- Objective
Rewrite the lines below as a Markdown table with the columns "No." and "Line", leaving out any blank lines. Begin at the line that contains "white hair shown above." and stop after the line that contains "x=266, y=237".

[Dataset excerpt]
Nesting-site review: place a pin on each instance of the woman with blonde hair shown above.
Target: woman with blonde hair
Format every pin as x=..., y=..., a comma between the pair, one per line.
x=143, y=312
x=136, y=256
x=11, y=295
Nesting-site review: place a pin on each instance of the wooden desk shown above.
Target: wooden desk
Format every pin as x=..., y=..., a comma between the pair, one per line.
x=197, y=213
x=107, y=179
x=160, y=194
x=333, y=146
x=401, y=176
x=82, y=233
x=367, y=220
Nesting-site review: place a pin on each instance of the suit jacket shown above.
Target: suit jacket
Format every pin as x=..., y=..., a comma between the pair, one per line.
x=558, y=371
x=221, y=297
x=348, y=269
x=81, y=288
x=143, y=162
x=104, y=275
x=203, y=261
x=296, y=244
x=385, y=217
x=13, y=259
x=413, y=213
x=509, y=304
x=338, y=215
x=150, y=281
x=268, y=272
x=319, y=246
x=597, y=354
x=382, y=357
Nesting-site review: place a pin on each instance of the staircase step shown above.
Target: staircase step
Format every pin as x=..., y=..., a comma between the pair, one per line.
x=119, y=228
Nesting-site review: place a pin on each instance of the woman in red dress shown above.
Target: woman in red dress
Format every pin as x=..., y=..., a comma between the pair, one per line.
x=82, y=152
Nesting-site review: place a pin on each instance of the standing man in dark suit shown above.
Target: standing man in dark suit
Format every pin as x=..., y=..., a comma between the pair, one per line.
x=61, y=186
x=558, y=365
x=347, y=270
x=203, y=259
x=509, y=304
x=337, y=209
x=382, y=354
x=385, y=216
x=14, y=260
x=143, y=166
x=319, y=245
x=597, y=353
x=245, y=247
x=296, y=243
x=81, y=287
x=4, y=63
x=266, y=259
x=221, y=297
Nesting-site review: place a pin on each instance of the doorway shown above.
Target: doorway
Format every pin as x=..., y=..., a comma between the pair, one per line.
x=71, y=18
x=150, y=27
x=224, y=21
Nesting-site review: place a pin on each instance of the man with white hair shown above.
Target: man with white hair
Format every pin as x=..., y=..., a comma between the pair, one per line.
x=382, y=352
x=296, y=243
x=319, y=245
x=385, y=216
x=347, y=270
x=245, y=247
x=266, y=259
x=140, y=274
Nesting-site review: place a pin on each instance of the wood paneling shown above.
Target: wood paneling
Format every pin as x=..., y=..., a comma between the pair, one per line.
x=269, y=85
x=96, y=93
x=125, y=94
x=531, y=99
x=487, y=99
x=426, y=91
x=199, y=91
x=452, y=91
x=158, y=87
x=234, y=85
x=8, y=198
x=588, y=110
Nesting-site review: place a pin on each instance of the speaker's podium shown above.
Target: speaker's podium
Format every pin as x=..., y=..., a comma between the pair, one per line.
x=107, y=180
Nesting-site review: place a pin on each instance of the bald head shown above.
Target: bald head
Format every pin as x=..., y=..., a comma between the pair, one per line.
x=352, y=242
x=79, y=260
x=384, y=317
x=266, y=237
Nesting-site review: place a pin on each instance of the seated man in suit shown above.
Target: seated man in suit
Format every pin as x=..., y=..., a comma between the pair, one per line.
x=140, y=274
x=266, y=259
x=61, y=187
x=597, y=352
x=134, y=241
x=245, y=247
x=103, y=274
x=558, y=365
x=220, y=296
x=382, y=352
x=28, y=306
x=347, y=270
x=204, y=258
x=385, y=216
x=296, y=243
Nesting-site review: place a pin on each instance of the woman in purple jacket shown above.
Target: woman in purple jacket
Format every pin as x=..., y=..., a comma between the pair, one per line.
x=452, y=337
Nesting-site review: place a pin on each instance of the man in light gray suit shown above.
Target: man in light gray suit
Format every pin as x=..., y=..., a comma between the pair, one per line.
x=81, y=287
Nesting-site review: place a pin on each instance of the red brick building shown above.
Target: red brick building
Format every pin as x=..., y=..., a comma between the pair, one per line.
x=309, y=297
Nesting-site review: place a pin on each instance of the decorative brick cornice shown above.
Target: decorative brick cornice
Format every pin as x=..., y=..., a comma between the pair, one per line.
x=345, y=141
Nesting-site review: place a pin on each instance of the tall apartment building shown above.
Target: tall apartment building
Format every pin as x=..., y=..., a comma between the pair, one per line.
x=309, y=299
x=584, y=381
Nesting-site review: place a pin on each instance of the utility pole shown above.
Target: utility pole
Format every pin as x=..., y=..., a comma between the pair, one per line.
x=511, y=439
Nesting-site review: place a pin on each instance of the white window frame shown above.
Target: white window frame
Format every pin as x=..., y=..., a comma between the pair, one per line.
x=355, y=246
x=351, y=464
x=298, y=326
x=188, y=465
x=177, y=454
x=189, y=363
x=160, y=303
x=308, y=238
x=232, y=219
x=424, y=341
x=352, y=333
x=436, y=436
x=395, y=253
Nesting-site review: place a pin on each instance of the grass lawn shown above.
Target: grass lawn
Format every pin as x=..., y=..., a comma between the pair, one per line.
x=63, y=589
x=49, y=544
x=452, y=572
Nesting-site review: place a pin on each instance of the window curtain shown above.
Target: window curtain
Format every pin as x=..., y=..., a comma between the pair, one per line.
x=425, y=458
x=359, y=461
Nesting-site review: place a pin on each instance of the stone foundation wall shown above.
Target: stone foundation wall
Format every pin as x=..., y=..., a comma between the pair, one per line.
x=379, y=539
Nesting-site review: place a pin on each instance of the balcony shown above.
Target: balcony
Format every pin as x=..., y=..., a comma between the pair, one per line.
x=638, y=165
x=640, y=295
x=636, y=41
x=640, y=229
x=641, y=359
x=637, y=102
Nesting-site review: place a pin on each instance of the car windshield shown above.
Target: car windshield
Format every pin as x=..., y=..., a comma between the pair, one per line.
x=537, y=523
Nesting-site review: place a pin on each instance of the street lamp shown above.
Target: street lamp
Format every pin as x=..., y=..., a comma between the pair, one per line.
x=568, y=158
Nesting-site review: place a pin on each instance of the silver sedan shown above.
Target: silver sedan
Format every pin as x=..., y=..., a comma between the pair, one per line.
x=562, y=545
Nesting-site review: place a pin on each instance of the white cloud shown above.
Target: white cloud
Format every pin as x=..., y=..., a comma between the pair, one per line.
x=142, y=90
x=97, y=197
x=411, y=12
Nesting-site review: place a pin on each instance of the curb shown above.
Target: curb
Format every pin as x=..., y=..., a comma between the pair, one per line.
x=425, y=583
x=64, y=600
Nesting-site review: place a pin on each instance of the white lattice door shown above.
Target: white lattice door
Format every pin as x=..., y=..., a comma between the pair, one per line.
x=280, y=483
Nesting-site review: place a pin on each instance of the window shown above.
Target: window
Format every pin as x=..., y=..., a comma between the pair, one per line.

- Result of the task
| No. | Line |
|---|---|
| 1 | Nesting-site review: place a pin on each instance of the man with white hair shown above. |
| 2 | Target: man with white hair |
| 3 | Format every pin as x=..., y=..., a comma between the pair, one per line. |
| 4 | x=382, y=352 |
| 5 | x=296, y=243 |
| 6 | x=319, y=245 |
| 7 | x=385, y=216 |
| 8 | x=347, y=270 |
| 9 | x=245, y=247 |
| 10 | x=266, y=259 |
| 11 | x=140, y=274 |
| 12 | Nesting-site review: place a pin on each instance of the wood paneling shown above. |
| 13 | Target: wood paneling |
| 14 | Format every pin as x=..., y=..., a comma between the pair, one per line. |
| 15 | x=269, y=85 |
| 16 | x=96, y=93 |
| 17 | x=125, y=94 |
| 18 | x=531, y=99 |
| 19 | x=487, y=99 |
| 20 | x=426, y=91 |
| 21 | x=199, y=91 |
| 22 | x=452, y=91 |
| 23 | x=158, y=87 |
| 24 | x=234, y=85 |
| 25 | x=8, y=198 |
| 26 | x=588, y=110 |
| 27 | Nesting-site review: place a pin on each instance of the speaker's podium shown above. |
| 28 | Target: speaker's podium |
| 29 | Format every pin as x=..., y=..., a comma between the pair, one per line. |
| 30 | x=107, y=180 |
| 31 | Nesting-site review: place a pin on each instance of the bald head shown above. |
| 32 | Target: bald head |
| 33 | Format every pin as x=..., y=..., a comma between the pair, one per line. |
| 34 | x=352, y=242 |
| 35 | x=79, y=260 |
| 36 | x=384, y=317 |
| 37 | x=266, y=237 |